_Extracted data:_
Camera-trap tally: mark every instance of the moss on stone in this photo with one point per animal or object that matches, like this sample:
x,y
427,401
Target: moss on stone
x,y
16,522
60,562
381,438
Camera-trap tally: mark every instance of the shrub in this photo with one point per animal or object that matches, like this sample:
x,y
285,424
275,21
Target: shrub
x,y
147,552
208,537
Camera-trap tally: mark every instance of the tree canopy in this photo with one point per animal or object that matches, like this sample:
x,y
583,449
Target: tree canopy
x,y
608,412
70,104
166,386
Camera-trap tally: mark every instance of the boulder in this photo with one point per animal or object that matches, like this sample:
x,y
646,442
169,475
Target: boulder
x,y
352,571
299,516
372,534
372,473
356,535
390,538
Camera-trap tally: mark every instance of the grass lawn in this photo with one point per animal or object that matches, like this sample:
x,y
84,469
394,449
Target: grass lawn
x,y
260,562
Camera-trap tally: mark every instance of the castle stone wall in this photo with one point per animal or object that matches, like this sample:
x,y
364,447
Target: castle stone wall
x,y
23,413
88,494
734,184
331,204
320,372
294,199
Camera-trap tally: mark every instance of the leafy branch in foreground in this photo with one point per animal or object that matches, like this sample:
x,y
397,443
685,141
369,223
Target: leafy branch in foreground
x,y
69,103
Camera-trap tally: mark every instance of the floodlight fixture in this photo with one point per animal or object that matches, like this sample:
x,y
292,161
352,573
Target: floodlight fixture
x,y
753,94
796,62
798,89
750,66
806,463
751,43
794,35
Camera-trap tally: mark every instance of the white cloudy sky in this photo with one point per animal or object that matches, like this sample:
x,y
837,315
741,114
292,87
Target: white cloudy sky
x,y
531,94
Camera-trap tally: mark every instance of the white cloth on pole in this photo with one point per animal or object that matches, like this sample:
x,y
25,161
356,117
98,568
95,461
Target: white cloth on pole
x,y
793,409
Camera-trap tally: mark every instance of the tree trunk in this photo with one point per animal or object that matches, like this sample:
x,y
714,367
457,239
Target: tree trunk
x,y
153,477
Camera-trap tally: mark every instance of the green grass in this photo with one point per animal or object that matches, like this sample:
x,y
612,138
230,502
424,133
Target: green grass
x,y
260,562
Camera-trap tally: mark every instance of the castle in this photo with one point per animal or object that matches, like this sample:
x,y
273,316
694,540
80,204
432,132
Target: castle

_What is being asked:_
An exact reproduction of all the entries, complete to the last line, is needed.

_Task answer:_
Camera-trap tally: mark every instance of the moss on stone in this photo with one point per animal or object that matches, like this sample:
x,y
427,401
Target: moss on stone
x,y
16,522
60,562
381,438
Camera-trap tally: mark every instance of the shrub in this photo with one point per animal or object that matches, like this sample:
x,y
285,424
275,21
Target: shrub
x,y
147,552
208,537
Camera-trap tally: mark every instance of the tree canopy in this photo with one point per animal or object that matches, like this sample:
x,y
583,449
Target: tree canopy
x,y
608,412
70,104
166,386
Camera-trap tally: mark every instance of the boulder in this photo with one point per animal or object that matches, like this sample:
x,y
646,442
169,475
Target: boulder
x,y
352,571
299,516
372,534
372,473
356,535
390,538
Camera-trap tally: mark every instance of the grass lawn in this photo with one point per animal or object that matches, like this sample:
x,y
84,469
394,449
Target: grass lawn
x,y
260,562
Camera-trap tally: mark every instance of the castle stone wall in this photo with one point per animal or object that matches, like this sample:
x,y
364,447
Target: castle stone wall
x,y
23,413
88,494
734,184
331,204
320,372
294,199
Camera-trap tally: mark every instance of the leafy branch in foreground in this photo with one point per animal or object that matches, like this sample:
x,y
397,443
685,141
369,223
Target: leafy branch in foreground
x,y
69,103
Camera-trap tally: mark every instance of the floodlight fixture in this photo with one point per animal or object that matches, like this sample:
x,y
292,161
352,573
Target: floodlight fixture
x,y
753,94
796,62
798,89
750,66
806,463
751,43
794,35
Camera-trap tally: mark every instance of the white cloudy sky in this photo with one point per animal or object that matches, like this sample:
x,y
837,315
741,114
292,87
Target: white cloudy sky
x,y
531,94
Camera-trap tally: mark every instance of the white cloth on pole in this photo with one point per animal or object that matches, like this sample:
x,y
25,161
356,117
98,568
95,461
Target: white cloth on pole
x,y
793,409
Camera-trap tally: mark every instance of the tree trunk in this photo with one point per animal or object that matches, like this sample:
x,y
714,367
457,239
Target: tree trunk
x,y
153,477
Camera-trap tally: mark every instance of the green grass in this photo with one point per animal or object that matches, like this sample:
x,y
612,138
230,502
424,133
Target: green grass
x,y
260,562
Camera-trap tally: mark every instance of the castle in this photo with one point per animal or object that matches, like this sample:
x,y
273,316
694,540
80,204
432,132
Target: castle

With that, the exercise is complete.